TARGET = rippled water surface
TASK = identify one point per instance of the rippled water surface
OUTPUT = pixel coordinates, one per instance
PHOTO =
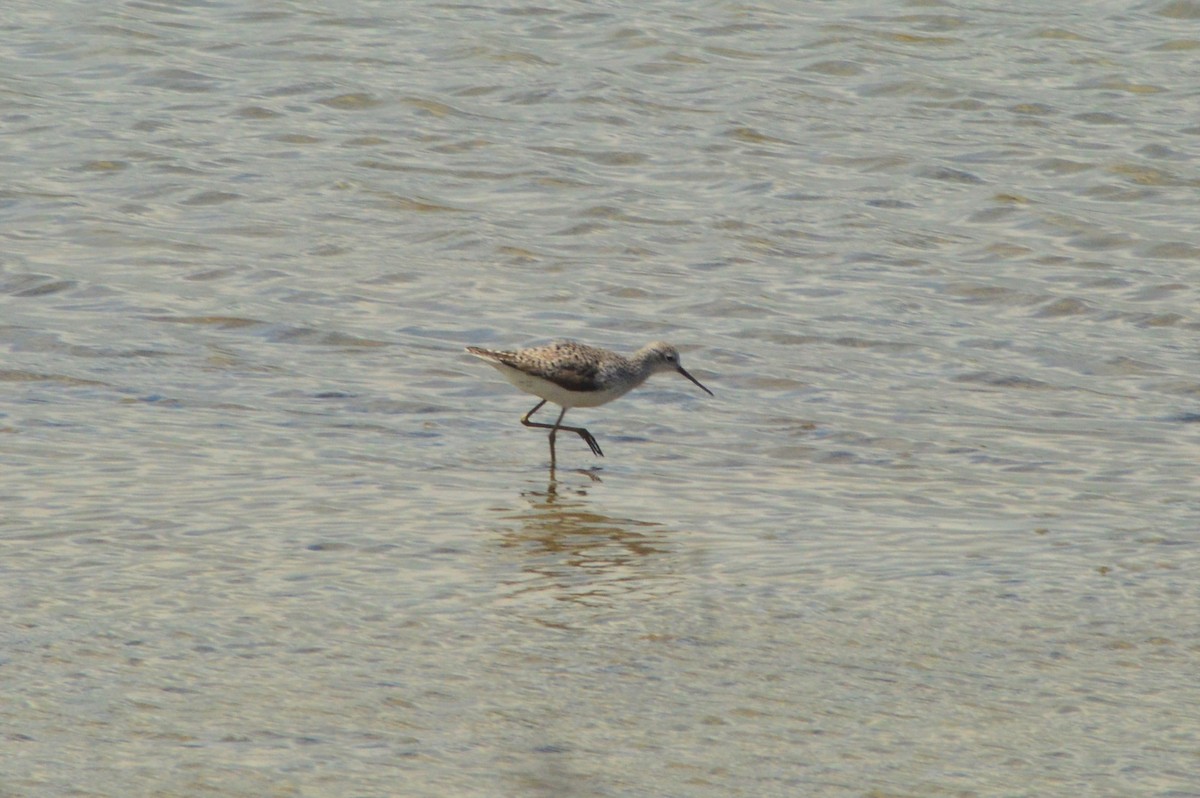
(268, 531)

Task requirements. Reproduce every line of the data above, requests included, and shift each pixel coordinate in the answers by -103. Leave the pictures out.

Exercise answer.
TARGET = rippled water surface
TASK = identify one point per instance of the rippled water surface
OUTPUT = pixel coordinates, one per instance
PHOTO =
(165, 428)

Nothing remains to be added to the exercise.